● Written request
Extract exactly and only the lines of the data below, starting at the line with "trace --target antenna" and stopping after the final line.

─── Data shown

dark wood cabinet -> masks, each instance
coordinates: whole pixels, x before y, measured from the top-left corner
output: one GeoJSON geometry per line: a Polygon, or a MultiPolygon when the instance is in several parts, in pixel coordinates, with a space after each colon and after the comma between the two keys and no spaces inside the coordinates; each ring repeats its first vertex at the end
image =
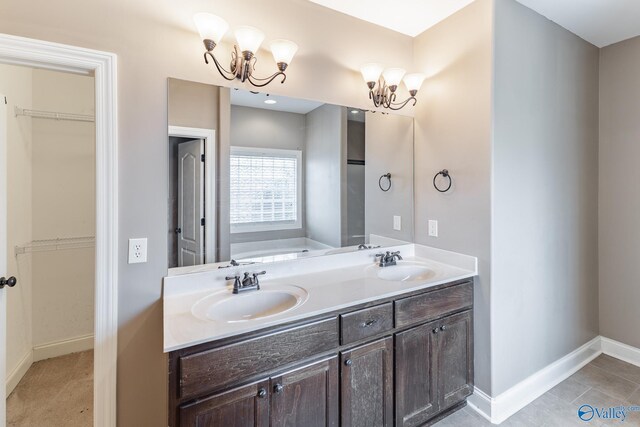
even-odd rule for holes
{"type": "Polygon", "coordinates": [[[269,427],[269,381],[238,387],[180,407],[180,425],[269,427]]]}
{"type": "Polygon", "coordinates": [[[471,311],[396,334],[396,426],[425,424],[473,391],[471,311]]]}
{"type": "Polygon", "coordinates": [[[338,357],[271,378],[271,426],[338,426],[338,357]]]}
{"type": "Polygon", "coordinates": [[[473,393],[472,325],[470,311],[439,322],[435,372],[440,411],[464,401],[473,393]]]}
{"type": "Polygon", "coordinates": [[[473,391],[473,282],[176,350],[170,427],[416,427],[473,391]]]}
{"type": "Polygon", "coordinates": [[[432,354],[436,323],[396,334],[396,426],[427,422],[438,411],[432,354]]]}
{"type": "Polygon", "coordinates": [[[341,425],[393,425],[393,337],[345,351],[340,360],[341,425]]]}

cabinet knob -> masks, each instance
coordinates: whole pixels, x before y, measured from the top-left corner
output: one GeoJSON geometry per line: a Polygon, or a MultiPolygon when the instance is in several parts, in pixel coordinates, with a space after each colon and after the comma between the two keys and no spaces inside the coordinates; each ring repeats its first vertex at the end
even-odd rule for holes
{"type": "Polygon", "coordinates": [[[378,320],[377,320],[377,319],[370,319],[370,320],[367,320],[366,322],[364,322],[364,323],[362,324],[362,327],[363,327],[363,328],[368,328],[368,327],[370,327],[370,326],[375,325],[376,323],[378,323],[378,320]]]}
{"type": "Polygon", "coordinates": [[[8,279],[5,279],[4,277],[0,277],[0,289],[4,288],[5,286],[13,288],[16,285],[16,283],[18,283],[18,281],[13,276],[9,277],[8,279]]]}

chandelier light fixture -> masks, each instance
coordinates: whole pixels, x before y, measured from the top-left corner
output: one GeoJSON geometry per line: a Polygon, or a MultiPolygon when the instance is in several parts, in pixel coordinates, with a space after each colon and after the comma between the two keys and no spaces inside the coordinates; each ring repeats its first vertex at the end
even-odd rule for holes
{"type": "Polygon", "coordinates": [[[249,26],[241,26],[236,28],[234,35],[236,37],[236,44],[233,46],[233,52],[231,52],[230,69],[225,69],[218,59],[213,54],[213,49],[220,43],[222,37],[229,29],[229,24],[220,18],[219,16],[211,13],[196,13],[193,20],[198,28],[200,37],[206,48],[204,53],[204,62],[209,63],[209,58],[213,61],[220,75],[226,80],[238,79],[241,82],[248,81],[253,86],[264,87],[271,83],[278,76],[282,76],[284,83],[287,79],[287,75],[284,73],[291,60],[298,50],[298,45],[289,40],[273,40],[269,43],[269,48],[273,54],[273,59],[276,62],[278,71],[274,74],[265,77],[258,78],[253,75],[256,68],[256,62],[258,58],[256,54],[260,45],[264,41],[264,33],[257,28],[249,26]]]}
{"type": "Polygon", "coordinates": [[[421,73],[405,74],[402,68],[385,69],[377,63],[364,64],[360,71],[369,88],[369,99],[373,101],[373,105],[390,110],[400,110],[411,101],[416,105],[416,95],[426,77],[421,73]],[[404,101],[396,102],[396,91],[401,81],[404,81],[411,96],[404,101]]]}

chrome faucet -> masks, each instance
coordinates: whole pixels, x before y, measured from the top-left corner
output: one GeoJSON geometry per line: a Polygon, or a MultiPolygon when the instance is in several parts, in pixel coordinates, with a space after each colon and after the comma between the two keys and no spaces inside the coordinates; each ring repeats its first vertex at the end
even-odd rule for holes
{"type": "Polygon", "coordinates": [[[263,274],[267,274],[266,271],[260,271],[259,273],[244,273],[244,277],[240,278],[240,276],[231,276],[225,277],[225,280],[233,280],[233,293],[239,294],[240,292],[259,290],[260,289],[260,281],[258,280],[258,276],[262,276],[263,274]]]}
{"type": "Polygon", "coordinates": [[[387,251],[386,254],[376,254],[376,262],[378,258],[380,258],[380,262],[378,263],[380,267],[389,267],[391,265],[396,265],[396,260],[402,261],[402,257],[400,256],[400,251],[397,251],[397,252],[387,251]]]}

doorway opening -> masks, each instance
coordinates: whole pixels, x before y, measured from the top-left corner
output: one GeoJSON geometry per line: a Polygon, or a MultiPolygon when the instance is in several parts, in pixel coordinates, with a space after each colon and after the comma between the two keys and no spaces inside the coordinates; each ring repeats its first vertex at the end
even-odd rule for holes
{"type": "MultiPolygon", "coordinates": [[[[0,34],[0,63],[90,75],[95,95],[95,322],[93,333],[93,425],[116,425],[118,175],[117,64],[108,52],[0,34]]],[[[4,101],[4,97],[2,97],[4,101]]],[[[0,274],[7,259],[7,105],[0,102],[0,274]]],[[[17,285],[19,286],[19,284],[17,285]]],[[[0,380],[6,381],[7,294],[0,286],[0,380]]],[[[0,387],[0,426],[6,422],[6,387],[0,387]]],[[[38,423],[41,425],[42,423],[38,423]]]]}
{"type": "Polygon", "coordinates": [[[215,262],[215,131],[169,126],[169,268],[215,262]]]}
{"type": "Polygon", "coordinates": [[[0,64],[7,424],[93,424],[94,77],[0,64]],[[55,421],[53,421],[55,420],[55,421]]]}

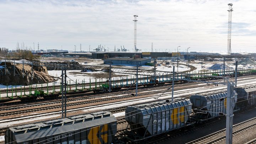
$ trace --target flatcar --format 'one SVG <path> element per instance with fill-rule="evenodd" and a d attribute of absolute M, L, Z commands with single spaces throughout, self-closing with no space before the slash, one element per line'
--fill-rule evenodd
<path fill-rule="evenodd" d="M 125 119 L 131 130 L 126 138 L 140 141 L 191 124 L 192 105 L 189 100 L 181 100 L 128 107 Z"/>
<path fill-rule="evenodd" d="M 117 121 L 101 112 L 10 128 L 5 143 L 110 144 L 117 133 Z"/>
<path fill-rule="evenodd" d="M 235 90 L 238 94 L 234 91 L 233 103 L 245 102 L 240 106 L 246 107 L 256 105 L 256 86 Z M 101 112 L 10 128 L 5 133 L 5 143 L 106 144 L 124 143 L 123 140 L 143 143 L 150 137 L 187 128 L 225 114 L 226 96 L 226 92 L 215 91 L 192 95 L 189 100 L 128 106 L 125 120 L 130 130 L 116 135 L 114 116 Z"/>

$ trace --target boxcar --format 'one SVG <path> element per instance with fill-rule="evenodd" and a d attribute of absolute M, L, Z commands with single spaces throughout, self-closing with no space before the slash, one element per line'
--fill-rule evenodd
<path fill-rule="evenodd" d="M 129 106 L 125 119 L 132 133 L 136 134 L 134 139 L 142 140 L 188 124 L 191 108 L 190 101 L 186 100 Z"/>
<path fill-rule="evenodd" d="M 256 86 L 237 87 L 237 105 L 240 108 L 246 108 L 256 105 Z"/>
<path fill-rule="evenodd" d="M 234 91 L 233 103 L 237 100 L 237 96 Z M 190 97 L 192 108 L 196 113 L 196 118 L 207 119 L 219 116 L 220 113 L 226 113 L 226 92 L 218 94 L 206 93 Z"/>
<path fill-rule="evenodd" d="M 10 128 L 9 144 L 110 144 L 117 133 L 111 113 L 101 112 Z"/>

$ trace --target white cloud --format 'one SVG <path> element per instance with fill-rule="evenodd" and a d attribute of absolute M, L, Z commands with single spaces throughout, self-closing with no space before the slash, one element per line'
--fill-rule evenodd
<path fill-rule="evenodd" d="M 62 45 L 73 50 L 82 43 L 85 50 L 101 44 L 132 51 L 133 15 L 137 15 L 137 47 L 143 50 L 150 50 L 153 42 L 158 51 L 174 51 L 178 45 L 181 51 L 190 47 L 224 52 L 228 2 L 234 4 L 233 21 L 238 23 L 232 30 L 233 51 L 256 51 L 256 2 L 249 0 L 2 1 L 0 47 L 39 42 L 44 49 Z M 248 25 L 242 29 L 240 23 Z"/>

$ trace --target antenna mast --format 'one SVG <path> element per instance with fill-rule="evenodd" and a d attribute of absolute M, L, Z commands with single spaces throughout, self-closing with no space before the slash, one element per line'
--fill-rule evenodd
<path fill-rule="evenodd" d="M 232 12 L 233 11 L 232 9 L 232 4 L 229 4 L 229 10 L 228 11 L 229 12 L 228 16 L 228 58 L 227 60 L 227 64 L 229 65 L 230 65 L 230 59 L 231 58 L 231 23 L 232 20 Z"/>
<path fill-rule="evenodd" d="M 137 15 L 134 15 L 133 16 L 134 17 L 134 19 L 133 21 L 134 22 L 134 52 L 136 52 L 137 49 L 137 17 L 138 16 Z"/>
<path fill-rule="evenodd" d="M 39 52 L 39 42 L 38 43 L 38 45 L 37 47 L 37 52 Z"/>

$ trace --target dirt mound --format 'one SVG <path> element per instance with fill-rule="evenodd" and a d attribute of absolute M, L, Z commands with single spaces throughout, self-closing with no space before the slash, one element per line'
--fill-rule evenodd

──────

● Solution to the problem
$ trace --target antenna mast --format 'one SVG <path> element per instance with fill-rule="evenodd" and a d attribute of absolute M, L, Z commands with single spaces throughout, self-closing with no space before the slash, one element per line'
--fill-rule evenodd
<path fill-rule="evenodd" d="M 232 12 L 233 11 L 232 9 L 232 4 L 229 4 L 229 10 L 228 11 L 229 12 L 228 16 L 228 58 L 227 60 L 227 64 L 229 65 L 230 65 L 230 59 L 231 58 L 231 23 L 232 20 Z"/>
<path fill-rule="evenodd" d="M 137 15 L 134 15 L 133 16 L 134 17 L 134 19 L 133 21 L 134 22 L 134 52 L 136 52 L 137 49 L 137 17 L 138 16 Z"/>
<path fill-rule="evenodd" d="M 39 52 L 39 42 L 38 43 L 38 45 L 37 47 L 37 52 Z"/>

$ trace --target dirt mound --format 'one SVG <path> element per instance with fill-rule="evenodd" and a d attribute of absolute M, L, Z commands with single spaces throughout, self-closing with no space before the slash, one element per line'
--fill-rule evenodd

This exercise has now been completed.